### Goal
Return every line of the entries below that contains the string "helmet", matching case exactly.

### Entries
* * * * * * *

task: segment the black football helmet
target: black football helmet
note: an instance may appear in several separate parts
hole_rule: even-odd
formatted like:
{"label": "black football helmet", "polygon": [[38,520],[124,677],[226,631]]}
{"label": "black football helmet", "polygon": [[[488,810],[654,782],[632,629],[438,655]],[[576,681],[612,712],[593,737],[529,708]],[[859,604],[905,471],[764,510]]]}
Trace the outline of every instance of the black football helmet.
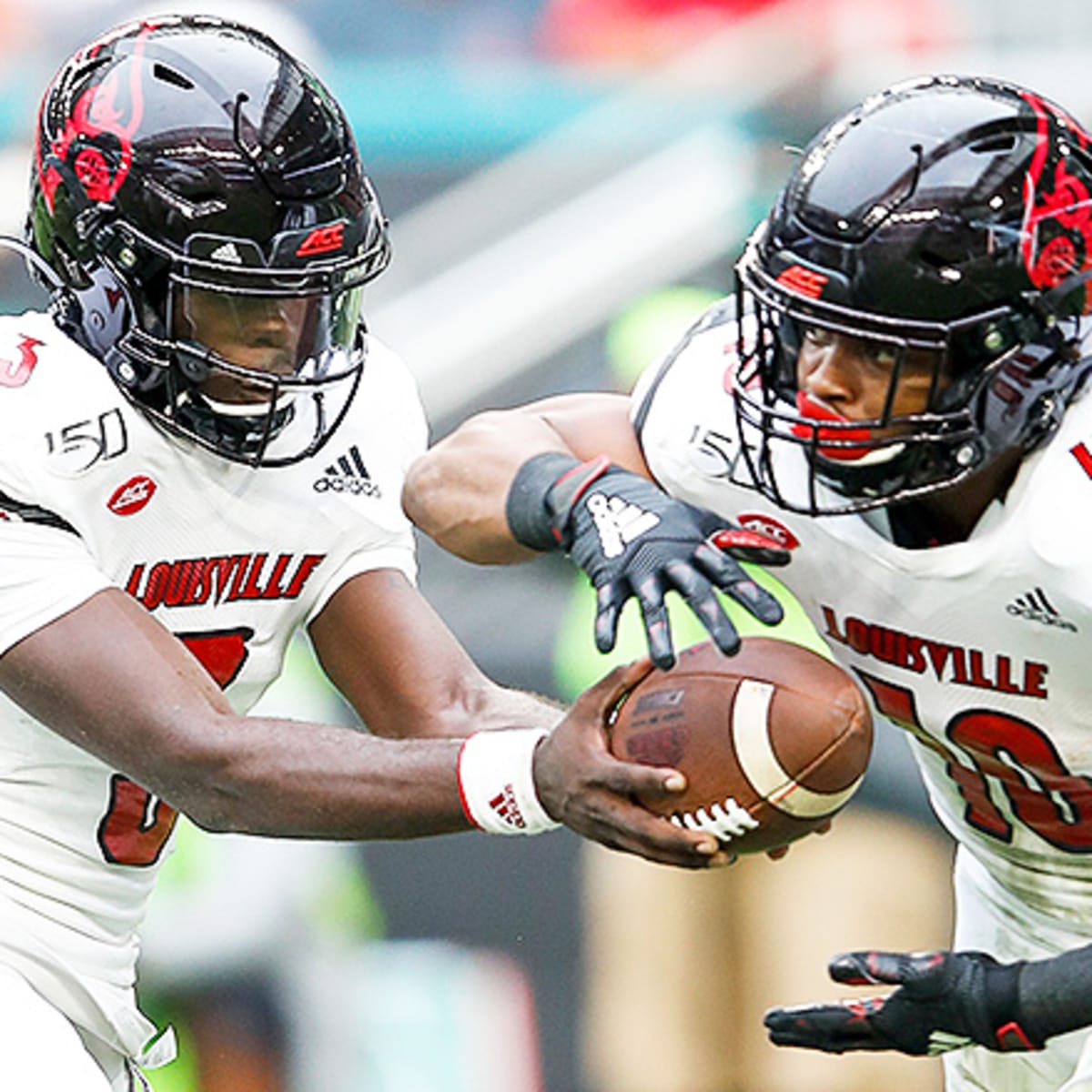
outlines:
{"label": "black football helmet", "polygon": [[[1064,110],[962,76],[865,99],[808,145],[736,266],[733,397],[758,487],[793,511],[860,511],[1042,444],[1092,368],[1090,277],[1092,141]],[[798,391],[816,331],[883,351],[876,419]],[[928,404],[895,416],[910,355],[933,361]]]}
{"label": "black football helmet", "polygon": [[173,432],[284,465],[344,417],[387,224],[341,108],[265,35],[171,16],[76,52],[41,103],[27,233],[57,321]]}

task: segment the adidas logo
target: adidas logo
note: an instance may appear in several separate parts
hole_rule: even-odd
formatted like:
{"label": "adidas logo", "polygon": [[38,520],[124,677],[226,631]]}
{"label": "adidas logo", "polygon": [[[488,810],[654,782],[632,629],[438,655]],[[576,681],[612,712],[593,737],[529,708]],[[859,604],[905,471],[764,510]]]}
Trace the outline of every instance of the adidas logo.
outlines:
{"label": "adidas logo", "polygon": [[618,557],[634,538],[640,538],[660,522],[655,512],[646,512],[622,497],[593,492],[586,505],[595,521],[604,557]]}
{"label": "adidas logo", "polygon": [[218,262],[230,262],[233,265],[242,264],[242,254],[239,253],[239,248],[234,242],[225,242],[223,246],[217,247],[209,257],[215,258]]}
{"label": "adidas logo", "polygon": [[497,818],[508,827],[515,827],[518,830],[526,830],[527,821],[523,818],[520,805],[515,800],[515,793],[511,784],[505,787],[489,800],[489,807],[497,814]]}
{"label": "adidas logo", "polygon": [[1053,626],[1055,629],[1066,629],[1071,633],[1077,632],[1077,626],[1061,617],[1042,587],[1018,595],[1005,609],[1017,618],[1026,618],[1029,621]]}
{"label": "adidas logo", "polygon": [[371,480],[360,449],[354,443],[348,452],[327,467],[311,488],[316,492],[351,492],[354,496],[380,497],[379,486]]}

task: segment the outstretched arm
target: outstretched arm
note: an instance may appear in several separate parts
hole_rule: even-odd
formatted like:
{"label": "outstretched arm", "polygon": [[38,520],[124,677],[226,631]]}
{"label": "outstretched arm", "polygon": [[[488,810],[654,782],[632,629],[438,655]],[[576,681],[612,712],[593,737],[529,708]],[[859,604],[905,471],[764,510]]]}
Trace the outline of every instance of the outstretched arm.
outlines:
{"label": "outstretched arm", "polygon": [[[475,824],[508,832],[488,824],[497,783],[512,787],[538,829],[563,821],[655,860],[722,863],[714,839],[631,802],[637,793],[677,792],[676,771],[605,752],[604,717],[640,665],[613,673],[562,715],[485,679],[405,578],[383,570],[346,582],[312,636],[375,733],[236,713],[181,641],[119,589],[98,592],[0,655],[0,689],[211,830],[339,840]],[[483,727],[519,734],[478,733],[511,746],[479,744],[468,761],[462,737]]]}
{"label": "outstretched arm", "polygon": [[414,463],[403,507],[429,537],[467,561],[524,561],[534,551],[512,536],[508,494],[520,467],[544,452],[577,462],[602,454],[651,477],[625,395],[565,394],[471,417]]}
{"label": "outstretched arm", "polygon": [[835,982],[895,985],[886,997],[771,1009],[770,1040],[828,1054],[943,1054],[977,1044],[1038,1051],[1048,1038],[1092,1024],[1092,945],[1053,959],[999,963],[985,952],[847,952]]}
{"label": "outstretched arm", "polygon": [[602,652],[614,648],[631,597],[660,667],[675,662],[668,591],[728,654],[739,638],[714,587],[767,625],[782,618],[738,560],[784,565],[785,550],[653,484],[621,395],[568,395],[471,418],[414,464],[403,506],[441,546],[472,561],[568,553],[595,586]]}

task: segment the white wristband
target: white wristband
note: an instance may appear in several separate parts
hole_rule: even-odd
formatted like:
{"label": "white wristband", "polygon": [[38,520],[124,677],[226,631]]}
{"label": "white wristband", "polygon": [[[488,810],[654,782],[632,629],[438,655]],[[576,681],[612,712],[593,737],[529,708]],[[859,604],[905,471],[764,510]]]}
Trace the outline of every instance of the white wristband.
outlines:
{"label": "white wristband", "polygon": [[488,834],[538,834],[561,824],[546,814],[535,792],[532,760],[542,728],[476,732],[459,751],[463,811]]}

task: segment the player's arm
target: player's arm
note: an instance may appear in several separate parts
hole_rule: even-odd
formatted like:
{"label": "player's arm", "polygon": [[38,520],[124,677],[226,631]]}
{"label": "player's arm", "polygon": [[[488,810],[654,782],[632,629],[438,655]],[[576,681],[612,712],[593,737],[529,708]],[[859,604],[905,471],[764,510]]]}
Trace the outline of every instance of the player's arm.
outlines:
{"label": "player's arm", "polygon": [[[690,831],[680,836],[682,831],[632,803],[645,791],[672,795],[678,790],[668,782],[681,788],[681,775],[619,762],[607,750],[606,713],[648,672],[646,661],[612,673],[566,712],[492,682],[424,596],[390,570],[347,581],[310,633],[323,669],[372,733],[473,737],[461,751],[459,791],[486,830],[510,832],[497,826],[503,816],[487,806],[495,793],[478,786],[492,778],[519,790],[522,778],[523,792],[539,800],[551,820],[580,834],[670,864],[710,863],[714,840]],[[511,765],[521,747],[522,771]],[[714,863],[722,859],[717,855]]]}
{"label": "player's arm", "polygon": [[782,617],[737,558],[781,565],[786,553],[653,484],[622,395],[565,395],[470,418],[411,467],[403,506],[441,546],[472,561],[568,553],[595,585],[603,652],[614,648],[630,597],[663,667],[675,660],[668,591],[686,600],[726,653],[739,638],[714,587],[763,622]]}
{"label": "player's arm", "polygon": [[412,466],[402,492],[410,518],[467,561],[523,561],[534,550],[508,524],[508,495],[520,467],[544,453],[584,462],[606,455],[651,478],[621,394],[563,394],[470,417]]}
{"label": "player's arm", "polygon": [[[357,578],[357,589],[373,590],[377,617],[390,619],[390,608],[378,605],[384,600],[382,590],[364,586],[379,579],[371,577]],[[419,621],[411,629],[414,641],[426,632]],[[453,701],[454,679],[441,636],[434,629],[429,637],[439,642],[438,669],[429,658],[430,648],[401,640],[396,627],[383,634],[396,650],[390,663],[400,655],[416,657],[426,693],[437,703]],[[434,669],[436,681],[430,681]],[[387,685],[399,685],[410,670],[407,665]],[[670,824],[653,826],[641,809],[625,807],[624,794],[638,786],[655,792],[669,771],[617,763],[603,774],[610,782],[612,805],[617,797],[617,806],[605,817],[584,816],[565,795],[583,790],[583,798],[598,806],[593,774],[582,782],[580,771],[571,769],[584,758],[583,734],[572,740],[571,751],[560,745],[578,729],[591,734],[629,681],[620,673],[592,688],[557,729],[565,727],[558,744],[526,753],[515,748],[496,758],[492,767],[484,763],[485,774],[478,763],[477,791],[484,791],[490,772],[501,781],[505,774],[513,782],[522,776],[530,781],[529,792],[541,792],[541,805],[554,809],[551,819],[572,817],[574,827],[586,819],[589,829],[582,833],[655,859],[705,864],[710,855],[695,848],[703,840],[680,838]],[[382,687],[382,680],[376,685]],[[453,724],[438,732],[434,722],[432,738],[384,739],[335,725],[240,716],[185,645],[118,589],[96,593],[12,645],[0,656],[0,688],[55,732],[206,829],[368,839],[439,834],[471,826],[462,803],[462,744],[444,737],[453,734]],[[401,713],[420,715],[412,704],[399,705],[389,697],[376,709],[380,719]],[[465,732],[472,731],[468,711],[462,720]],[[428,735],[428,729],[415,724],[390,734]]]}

* * * * * * *

### Solution for this problem
task: segment the black football helmet
target: black football helmet
{"label": "black football helmet", "polygon": [[38,520],[124,677],[226,631]]}
{"label": "black football helmet", "polygon": [[[488,810],[654,782],[632,629],[438,655]],[[576,681],[612,712],[593,737],[529,708]],[[859,604],[905,471],[764,510]]]}
Trace the outline of every instance of the black football helmet.
{"label": "black football helmet", "polygon": [[[1064,110],[962,76],[865,99],[808,145],[736,266],[733,397],[758,487],[793,511],[860,511],[1042,444],[1092,368],[1090,277],[1092,141]],[[798,391],[816,331],[883,351],[876,419]],[[928,404],[895,416],[910,355],[933,361]]]}
{"label": "black football helmet", "polygon": [[173,432],[284,465],[344,417],[387,224],[341,108],[265,35],[171,16],[76,52],[41,103],[27,233],[57,321]]}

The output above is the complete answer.